Continue the article about the makeover of Goodwill's Kansas City thrift stores, starting right after its final sentence.

### Selected extract
━━━━

Dooley took it as a compliment. Not long after, he got another complaint that pleased him: Someone sent a note lamenting the lack of grime at another Goodwill thrift store. "Your store wasn't dirty enough," Dooley says the customer wrote.

Last year, Larry Jones, president and CEO of the Helping Hand of Goodwill Industries in western Missouri and eastern Kansas, hired Dooley to give Goodwill a new image and open 33 new stores in 5 years. Dooley knows something about makeovers: He's a former division manager and buyer for the high-end retail chain Nordstrom. The seven Goodwill thrift stores in the Kansas City metro once provided a prime shopping destination not only for poor people but also for thrift-store junkies, who enjoyed delving into dusty piles in search of weird knickknacks and kitschy ties. Now, Dooley and company are ruining their fun.

In March, Dooley announced that by the end of that month he would close the Goodwill store at 77th Street and Wornall Road, an alcove dimly lighted by flickering fluorescent bulbs and crammed with old couches with gold, orange and brown upholstery, mismatched plates and utensils and sad-looking leather shoes. The store had been in the neighborhood for about 15 years. Store manager Melody Brunson spent two of those working for a meager $10.50 an hour, but she loved her job. Several customers told the Pitch that Brunson was a stellar employee. But Dooley told Brunson that Goodwill's policy mandated that she'd have to reapply to get her job back at a new store.

With her carrot-colored hair and nose ring, Brunson might not feel at home in the new brand of Goodwill store. "I think they've upscaled it," she says. Brunson wasn't happy when Dooley told managers that all clothing had to be sorted by size and that items should be displayed neatly on shelves near prominent signs. "I think people like things to be a little messy," she says. "That's part of the fun of thrift stores."

Dooley, who favors pastels and bright, airy spaces, disagrees. "People don't have the desire to walk into a place that's dark and smelly and looks unfriendly," he says.

The Helping Hand of Goodwill Industries covers 79 counties in eastern Kansas and western Missouri. It's part of a co-op of independent organizations across the United States and in 24 other countries, so Jones was relatively free to make decisions about local operations. He says he wanted to expand the organization's employment services. To do that, he needed more money. So he says he switched to "an aggressive style of management."

In the year before closing the Wornall store, Goodwill shut down two other Missouri stores -- one in North Kansas City and one in Independence. The organization closed the 6,000-square-foot Vivion Road store and quickly opened a 33,000-square-foot outlet across the street. Dooley promised he would also try to find larger retail spaces in Independence and open a new store within four months, but so far that has not happened. He tells the Pitch he is "actively looking" for a new space in Independence and plans to open a new store within a mile and a half of the old Wornall location within 120 days. In the meantime, Goodwill has opened a "million-dollar store" (expected to bring in $1 million in revenue by its second year of operation) in Olathe at 135th Street and Mur-Len Road as well as stores in Bonner Springs and Leavenworth.

━━━━

### Information provided
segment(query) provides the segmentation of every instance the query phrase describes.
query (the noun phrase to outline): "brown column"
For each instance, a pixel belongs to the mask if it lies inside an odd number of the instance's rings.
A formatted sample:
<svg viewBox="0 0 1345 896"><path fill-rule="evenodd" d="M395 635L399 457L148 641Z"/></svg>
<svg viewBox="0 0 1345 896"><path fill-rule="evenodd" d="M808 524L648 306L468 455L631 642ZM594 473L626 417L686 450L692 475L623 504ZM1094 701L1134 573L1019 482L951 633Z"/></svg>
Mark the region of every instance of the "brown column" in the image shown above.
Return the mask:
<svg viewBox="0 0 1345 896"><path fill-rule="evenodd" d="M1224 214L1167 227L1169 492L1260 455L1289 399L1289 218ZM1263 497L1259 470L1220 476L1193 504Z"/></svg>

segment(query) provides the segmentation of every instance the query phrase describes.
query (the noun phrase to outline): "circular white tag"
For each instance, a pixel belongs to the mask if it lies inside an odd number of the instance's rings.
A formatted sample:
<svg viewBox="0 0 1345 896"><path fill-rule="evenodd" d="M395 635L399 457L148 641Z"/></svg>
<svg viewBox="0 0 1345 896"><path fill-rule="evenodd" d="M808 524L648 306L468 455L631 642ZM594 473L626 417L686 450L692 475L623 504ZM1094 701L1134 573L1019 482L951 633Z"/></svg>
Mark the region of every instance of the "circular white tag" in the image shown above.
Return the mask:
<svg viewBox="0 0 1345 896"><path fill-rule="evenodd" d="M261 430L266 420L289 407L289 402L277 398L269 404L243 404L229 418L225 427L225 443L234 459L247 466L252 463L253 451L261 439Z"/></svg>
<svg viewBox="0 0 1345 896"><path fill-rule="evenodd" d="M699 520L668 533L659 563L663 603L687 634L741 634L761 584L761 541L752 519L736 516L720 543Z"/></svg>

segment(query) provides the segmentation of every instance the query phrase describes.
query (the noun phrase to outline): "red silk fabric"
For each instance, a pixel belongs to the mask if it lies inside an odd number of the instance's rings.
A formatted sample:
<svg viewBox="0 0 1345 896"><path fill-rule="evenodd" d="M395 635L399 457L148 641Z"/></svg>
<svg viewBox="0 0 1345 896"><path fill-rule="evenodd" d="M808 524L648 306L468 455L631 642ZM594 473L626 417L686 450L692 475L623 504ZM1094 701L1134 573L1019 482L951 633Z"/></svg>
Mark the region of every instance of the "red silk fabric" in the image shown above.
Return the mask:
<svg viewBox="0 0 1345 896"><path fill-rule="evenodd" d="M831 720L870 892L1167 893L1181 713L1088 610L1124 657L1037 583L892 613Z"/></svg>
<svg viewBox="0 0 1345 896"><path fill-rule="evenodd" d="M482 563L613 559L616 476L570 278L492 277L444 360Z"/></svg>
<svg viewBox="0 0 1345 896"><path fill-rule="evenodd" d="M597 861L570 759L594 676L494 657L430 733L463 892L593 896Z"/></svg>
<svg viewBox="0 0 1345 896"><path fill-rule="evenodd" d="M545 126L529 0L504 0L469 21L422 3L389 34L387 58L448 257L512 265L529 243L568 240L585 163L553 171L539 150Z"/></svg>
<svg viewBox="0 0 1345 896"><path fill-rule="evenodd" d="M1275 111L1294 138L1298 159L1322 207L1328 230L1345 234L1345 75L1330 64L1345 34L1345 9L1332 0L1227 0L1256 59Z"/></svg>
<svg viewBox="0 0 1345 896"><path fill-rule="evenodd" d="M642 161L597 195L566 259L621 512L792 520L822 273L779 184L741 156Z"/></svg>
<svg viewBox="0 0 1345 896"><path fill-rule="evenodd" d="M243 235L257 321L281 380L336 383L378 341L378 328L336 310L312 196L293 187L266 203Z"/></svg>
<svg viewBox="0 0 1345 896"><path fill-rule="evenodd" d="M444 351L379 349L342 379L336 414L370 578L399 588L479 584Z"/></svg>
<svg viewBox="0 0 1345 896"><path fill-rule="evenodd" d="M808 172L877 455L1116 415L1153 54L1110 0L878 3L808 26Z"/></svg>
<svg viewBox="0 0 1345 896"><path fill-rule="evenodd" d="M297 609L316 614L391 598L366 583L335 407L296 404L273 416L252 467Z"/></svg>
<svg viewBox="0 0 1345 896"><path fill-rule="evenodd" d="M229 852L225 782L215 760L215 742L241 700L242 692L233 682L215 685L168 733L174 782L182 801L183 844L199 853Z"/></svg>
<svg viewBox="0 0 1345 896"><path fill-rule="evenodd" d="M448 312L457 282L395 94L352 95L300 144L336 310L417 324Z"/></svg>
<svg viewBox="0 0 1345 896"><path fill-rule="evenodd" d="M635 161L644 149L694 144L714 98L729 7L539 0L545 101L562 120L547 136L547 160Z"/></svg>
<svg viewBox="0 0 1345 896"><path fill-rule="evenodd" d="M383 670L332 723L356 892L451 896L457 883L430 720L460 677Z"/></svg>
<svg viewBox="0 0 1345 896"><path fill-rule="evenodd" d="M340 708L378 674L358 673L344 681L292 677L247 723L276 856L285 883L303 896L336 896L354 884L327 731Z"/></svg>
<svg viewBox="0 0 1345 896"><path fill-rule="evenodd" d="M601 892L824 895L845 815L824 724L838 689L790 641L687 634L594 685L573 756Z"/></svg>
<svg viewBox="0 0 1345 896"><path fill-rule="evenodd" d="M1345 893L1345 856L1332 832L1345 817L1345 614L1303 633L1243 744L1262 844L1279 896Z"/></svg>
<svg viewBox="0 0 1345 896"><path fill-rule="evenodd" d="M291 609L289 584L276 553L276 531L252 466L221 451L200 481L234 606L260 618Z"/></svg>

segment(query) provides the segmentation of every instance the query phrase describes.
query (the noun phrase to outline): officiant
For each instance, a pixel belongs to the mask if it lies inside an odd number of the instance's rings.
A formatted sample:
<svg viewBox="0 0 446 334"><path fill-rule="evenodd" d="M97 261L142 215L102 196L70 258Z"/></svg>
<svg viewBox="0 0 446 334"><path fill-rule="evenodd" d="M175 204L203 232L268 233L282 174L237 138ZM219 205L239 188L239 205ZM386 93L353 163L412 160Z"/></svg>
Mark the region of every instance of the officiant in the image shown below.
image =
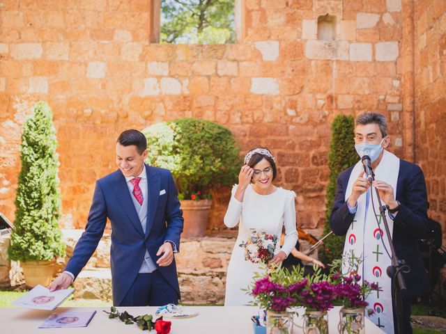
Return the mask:
<svg viewBox="0 0 446 334"><path fill-rule="evenodd" d="M392 282L386 273L392 254L389 254L390 248L373 188L378 189L383 204L387 205L387 221L397 255L411 268L403 274L407 291L403 294L403 331L411 333L411 299L429 289L417 246L417 240L424 238L427 232L429 203L423 172L418 166L400 159L387 150L390 137L387 120L380 113L359 115L354 138L360 157L370 157L375 181L371 186L361 161L341 173L330 225L336 234L346 235L343 257L353 251L363 260L358 271L362 279L379 285L380 291L367 299L369 307L375 311L370 319L387 334L397 333Z"/></svg>

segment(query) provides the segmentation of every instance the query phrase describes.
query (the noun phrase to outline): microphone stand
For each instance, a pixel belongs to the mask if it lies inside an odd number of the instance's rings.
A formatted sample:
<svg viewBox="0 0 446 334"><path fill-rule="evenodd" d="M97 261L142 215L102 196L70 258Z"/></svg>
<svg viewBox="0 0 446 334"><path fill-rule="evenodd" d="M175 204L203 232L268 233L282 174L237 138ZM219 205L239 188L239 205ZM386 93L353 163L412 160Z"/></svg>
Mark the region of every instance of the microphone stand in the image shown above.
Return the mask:
<svg viewBox="0 0 446 334"><path fill-rule="evenodd" d="M375 174L372 171L371 182L370 182L370 179L369 179L371 186L371 183L373 181L374 181L374 180ZM378 191L378 189L376 188L375 188L375 191L376 191L376 197L378 198L379 212L381 214L381 217L383 217L384 228L385 229L385 234L387 236L387 241L389 241L390 250L392 251L392 264L387 269L387 274L392 280L392 293L394 301L394 303L392 303L392 304L394 310L395 311L395 314L397 315L397 328L398 329L397 333L400 334L405 334L406 331L404 330L403 325L404 315L403 312L403 300L401 293L406 292L407 291L407 288L406 287L406 280L404 280L404 277L403 277L403 271L404 270L404 272L408 272L410 271L410 268L407 264L406 264L404 260L400 260L397 257L395 246L392 240L390 231L389 230L389 224L387 223L387 217L385 216L385 210L387 209L387 207L385 205L383 205L381 202L381 198L379 196L379 191ZM373 194L371 194L371 196L373 196Z"/></svg>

━━━━

### Result of the exercise
Maud Wahlman, an art professor at the University of Missouri-Kansas City and frequent Goodwill shopper (she says she enjoyed stopping at the Wornall Goodwill on her way home from work to find "artistic things"), organized a petition drive to try to keep the Wornall store open. She says more than 200 people signed, but that didn't sway Dooley.

He maintains that the store on Wornall wasn't doing well because it was too small and didn't have a dock for donations. He adds that it had lost $11,000 in the two months before he closed it. But Brunson says the store's business began suffering only last winter, when Goodwill stopped allowing it to accept donations from people in the neighborhood and instead had it stocking items that hadn't sold at other stores.

Wahlman says she's waiting to see if Goodwill will really open another store. "If they don't open another one, people are going to be very unhappy with them. They have a responsibility to the community," she says.

Despite the rumblings from dissatisfied former customers, the top managers at Goodwill are thrilled with the changes.

Jones, Dooley and Cathy Nolan (the local organization's first public relations representative) say they've hit the mother lode with their new model for thrift stores.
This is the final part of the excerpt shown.